(Point localization data)
========
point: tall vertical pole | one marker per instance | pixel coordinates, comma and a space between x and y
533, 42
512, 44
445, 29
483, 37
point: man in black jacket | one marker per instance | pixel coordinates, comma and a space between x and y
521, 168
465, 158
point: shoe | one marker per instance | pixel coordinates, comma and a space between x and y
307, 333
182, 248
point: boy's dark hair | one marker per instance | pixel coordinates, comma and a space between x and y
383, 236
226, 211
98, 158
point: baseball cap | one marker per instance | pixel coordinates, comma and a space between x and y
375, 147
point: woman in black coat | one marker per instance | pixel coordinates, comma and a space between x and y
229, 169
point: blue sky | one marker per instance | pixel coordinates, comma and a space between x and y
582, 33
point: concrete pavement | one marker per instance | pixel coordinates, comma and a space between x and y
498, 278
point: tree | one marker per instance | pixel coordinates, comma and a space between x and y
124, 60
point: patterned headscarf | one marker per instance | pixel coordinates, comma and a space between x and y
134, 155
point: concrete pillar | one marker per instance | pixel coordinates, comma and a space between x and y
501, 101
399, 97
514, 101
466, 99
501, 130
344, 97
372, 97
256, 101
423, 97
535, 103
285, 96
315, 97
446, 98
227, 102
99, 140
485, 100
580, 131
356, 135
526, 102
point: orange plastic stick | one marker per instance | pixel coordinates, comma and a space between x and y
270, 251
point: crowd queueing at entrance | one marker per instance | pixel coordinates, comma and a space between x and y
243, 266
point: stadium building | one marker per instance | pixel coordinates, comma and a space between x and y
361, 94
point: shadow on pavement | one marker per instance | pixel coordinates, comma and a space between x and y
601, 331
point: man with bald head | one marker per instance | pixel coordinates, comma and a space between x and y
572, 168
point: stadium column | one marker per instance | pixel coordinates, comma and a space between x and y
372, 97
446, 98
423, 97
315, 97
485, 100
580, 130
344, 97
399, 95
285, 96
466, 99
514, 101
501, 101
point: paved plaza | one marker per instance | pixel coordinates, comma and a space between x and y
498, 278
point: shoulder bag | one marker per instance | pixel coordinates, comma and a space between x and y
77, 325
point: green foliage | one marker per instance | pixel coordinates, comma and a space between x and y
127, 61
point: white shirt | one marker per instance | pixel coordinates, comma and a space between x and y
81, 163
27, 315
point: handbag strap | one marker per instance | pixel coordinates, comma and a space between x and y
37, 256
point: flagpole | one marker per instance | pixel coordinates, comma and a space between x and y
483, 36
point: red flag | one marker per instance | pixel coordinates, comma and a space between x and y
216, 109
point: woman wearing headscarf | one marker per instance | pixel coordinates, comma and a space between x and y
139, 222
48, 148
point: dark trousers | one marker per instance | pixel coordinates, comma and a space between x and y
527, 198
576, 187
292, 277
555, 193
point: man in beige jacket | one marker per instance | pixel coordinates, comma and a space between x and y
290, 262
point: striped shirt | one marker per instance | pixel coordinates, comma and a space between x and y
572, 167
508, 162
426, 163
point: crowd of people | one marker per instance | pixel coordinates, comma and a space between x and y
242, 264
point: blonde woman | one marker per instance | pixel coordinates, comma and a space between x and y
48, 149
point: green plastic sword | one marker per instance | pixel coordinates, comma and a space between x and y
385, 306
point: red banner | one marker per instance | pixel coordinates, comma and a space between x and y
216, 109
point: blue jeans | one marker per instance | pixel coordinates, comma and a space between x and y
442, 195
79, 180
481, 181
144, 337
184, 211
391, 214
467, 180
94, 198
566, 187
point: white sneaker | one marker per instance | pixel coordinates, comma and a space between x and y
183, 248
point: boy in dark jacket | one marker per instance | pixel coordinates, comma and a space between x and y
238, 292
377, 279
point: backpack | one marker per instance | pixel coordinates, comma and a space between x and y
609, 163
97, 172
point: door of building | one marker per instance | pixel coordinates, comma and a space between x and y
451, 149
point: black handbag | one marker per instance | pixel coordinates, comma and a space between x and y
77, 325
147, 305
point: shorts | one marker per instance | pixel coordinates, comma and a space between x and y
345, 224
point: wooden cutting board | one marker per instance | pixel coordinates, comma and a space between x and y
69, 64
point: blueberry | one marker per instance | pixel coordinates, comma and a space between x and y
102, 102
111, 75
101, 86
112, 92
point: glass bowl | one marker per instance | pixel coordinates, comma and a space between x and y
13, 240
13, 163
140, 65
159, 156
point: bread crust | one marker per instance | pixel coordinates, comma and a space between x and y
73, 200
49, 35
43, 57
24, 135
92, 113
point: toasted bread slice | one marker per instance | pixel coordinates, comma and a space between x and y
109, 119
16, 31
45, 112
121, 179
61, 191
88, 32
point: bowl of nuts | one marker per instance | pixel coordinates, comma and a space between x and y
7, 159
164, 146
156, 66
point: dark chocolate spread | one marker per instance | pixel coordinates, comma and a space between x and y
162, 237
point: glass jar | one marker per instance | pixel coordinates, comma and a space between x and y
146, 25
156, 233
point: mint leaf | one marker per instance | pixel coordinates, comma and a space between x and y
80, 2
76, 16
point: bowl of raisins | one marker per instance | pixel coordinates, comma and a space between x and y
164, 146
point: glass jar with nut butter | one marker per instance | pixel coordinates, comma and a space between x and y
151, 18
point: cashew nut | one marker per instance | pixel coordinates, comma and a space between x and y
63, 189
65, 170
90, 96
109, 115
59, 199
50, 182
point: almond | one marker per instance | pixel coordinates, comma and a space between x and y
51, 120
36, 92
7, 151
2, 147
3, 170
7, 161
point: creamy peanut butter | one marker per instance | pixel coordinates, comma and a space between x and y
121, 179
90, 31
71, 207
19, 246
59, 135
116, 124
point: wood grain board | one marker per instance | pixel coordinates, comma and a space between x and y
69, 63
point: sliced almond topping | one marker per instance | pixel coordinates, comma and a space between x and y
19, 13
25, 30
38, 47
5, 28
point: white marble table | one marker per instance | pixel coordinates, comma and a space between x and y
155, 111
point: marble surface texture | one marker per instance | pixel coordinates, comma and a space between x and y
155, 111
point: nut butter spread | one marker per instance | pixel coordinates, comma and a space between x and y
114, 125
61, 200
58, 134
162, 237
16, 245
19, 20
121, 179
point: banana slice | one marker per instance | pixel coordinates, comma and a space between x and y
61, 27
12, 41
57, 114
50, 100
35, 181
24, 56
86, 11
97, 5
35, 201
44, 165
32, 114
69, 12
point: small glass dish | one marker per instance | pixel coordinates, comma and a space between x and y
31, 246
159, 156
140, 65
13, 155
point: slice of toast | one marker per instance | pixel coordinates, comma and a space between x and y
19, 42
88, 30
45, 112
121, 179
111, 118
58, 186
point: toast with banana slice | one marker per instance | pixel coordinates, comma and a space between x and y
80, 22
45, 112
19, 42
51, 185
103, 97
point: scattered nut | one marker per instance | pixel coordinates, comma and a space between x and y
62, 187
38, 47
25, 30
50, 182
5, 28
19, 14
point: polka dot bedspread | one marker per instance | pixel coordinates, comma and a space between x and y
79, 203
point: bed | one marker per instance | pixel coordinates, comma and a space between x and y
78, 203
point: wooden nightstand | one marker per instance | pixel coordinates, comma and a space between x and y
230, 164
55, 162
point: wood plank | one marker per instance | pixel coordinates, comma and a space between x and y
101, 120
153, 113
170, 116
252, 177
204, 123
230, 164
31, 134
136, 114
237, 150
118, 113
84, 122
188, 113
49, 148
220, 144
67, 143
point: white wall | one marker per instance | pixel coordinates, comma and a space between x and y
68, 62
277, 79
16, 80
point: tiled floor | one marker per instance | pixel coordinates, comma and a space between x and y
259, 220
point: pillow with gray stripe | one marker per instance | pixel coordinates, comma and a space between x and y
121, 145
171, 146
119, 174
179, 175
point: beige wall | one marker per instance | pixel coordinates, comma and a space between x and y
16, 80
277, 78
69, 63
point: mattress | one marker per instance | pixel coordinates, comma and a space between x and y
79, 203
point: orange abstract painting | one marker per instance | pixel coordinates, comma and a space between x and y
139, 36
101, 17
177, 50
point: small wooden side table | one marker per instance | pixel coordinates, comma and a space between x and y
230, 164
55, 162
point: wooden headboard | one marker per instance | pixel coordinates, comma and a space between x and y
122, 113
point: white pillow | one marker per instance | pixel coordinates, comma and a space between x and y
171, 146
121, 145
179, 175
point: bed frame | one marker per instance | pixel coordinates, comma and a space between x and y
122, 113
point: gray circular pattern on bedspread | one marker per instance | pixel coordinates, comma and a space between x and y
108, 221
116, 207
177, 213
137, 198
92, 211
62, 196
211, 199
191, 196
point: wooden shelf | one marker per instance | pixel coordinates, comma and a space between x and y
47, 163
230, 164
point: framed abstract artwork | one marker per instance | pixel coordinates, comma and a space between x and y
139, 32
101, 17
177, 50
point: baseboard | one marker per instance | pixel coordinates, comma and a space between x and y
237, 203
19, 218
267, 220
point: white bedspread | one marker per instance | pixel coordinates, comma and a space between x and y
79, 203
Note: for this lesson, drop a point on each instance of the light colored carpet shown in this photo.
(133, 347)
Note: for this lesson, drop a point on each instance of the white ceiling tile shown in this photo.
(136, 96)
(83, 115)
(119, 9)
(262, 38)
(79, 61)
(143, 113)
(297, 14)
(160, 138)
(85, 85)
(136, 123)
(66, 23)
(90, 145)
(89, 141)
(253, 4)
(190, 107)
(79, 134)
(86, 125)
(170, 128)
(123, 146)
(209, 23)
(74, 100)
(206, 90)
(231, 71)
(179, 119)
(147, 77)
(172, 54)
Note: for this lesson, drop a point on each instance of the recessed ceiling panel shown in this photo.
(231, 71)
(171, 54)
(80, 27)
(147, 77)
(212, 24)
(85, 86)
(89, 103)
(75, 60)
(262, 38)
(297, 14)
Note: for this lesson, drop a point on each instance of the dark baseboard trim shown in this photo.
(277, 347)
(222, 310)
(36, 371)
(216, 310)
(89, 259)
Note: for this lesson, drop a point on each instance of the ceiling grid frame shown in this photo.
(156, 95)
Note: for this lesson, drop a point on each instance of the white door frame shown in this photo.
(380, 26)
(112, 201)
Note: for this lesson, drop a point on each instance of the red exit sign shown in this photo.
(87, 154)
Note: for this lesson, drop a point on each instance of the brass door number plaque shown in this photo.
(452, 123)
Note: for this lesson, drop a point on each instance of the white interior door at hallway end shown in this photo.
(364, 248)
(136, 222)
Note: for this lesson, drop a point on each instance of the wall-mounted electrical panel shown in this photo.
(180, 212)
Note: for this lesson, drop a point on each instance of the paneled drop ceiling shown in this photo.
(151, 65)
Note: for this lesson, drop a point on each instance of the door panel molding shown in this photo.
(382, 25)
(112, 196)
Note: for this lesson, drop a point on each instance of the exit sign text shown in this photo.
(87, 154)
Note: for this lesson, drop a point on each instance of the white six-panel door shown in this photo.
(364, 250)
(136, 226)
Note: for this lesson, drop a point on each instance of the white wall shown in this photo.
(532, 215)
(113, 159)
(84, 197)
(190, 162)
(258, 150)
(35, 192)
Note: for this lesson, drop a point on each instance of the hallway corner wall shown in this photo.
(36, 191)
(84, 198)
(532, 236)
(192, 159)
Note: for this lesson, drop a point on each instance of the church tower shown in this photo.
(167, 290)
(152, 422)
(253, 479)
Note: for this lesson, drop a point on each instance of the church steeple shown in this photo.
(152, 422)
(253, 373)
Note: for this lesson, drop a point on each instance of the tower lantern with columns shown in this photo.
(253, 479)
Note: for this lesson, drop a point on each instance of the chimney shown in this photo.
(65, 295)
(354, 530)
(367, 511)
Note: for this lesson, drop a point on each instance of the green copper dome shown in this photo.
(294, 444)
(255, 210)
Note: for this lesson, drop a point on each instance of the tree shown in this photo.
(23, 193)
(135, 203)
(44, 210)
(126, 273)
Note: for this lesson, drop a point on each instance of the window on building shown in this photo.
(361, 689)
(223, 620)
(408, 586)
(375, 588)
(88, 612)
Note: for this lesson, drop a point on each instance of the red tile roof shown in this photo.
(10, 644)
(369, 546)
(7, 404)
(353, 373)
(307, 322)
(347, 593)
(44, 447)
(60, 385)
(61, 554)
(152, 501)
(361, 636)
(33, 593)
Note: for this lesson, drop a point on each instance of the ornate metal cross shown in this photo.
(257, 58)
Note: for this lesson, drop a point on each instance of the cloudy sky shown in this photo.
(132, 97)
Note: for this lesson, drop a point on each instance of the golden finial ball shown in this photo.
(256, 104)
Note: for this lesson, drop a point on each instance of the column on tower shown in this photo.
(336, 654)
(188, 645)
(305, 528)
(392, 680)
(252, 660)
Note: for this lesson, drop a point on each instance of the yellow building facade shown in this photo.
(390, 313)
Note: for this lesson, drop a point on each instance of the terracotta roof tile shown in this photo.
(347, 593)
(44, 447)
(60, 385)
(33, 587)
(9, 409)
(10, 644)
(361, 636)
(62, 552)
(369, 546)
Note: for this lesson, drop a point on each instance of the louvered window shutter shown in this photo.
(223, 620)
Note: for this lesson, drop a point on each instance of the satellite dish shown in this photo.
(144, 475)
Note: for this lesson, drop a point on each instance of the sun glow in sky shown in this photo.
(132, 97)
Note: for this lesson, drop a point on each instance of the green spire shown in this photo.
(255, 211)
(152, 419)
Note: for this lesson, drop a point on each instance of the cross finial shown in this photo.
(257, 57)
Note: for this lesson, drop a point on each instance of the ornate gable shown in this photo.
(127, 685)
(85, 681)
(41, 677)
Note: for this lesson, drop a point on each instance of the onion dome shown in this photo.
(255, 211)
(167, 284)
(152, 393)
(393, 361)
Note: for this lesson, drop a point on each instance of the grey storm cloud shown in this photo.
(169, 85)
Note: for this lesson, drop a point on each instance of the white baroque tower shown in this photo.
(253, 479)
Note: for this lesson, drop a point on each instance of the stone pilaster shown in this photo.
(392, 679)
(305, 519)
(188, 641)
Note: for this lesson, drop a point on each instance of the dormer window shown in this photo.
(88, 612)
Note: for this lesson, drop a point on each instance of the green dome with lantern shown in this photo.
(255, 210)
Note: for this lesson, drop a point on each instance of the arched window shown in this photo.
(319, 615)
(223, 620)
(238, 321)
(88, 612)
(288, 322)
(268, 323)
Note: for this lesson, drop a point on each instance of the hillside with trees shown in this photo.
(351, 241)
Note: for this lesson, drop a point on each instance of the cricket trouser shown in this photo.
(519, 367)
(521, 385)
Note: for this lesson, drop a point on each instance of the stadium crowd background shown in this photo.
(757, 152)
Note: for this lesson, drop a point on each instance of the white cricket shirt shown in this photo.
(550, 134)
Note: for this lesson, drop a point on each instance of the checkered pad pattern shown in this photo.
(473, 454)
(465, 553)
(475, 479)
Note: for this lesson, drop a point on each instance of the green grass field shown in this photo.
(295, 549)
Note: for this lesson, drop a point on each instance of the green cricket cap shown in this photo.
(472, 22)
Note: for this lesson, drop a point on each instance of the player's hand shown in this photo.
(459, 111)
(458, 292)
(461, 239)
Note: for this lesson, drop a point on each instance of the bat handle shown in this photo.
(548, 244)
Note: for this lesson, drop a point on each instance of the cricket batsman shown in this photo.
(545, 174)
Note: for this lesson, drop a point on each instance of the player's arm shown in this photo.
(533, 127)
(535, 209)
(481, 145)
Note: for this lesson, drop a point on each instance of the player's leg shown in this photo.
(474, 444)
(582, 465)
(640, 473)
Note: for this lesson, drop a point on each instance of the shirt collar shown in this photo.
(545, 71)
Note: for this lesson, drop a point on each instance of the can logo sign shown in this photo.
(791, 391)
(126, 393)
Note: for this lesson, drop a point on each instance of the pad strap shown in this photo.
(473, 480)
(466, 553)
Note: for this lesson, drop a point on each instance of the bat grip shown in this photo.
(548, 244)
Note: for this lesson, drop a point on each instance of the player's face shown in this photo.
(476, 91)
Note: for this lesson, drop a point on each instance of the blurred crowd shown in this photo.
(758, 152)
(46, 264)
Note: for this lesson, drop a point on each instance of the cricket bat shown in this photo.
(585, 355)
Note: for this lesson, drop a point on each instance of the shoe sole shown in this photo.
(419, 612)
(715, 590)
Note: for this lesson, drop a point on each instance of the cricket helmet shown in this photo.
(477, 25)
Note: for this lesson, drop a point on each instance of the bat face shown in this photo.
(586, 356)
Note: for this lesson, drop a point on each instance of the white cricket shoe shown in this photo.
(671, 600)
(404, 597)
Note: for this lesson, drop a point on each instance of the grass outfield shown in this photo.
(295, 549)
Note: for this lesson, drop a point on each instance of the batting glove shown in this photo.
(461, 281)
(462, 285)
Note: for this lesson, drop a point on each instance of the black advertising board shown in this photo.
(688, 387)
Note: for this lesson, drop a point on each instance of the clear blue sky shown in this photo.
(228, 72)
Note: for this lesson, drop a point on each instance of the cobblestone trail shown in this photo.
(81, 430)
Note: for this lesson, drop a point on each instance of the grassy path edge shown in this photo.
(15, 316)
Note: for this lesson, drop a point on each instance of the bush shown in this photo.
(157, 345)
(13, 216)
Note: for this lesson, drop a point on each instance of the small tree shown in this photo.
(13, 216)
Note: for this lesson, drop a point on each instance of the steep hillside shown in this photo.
========
● Instructions for the task: Only the lines from the one with "blue sky shown in this photo." through the end of the data belong in the answer, each reproduced exactly.

● Output for this task:
Note: for this lesson, drop a point on each instance of the clear blue sky shown in this photo.
(228, 72)
Note: for this lesson, drop a point on each instance of the cobblestone trail shown in this photo.
(81, 430)
Note: for this lesson, drop a point on each instance of the grassy path edge shown in this photo.
(15, 316)
Note: for this lesson, drop a point on each instance of the bush shown in this photo.
(157, 345)
(13, 216)
Note: for this lesson, drop a point on each instance of the small tree shown in this photo.
(13, 216)
Note: for this lesson, drop a point on each instance of the steep hillside shown in this photo.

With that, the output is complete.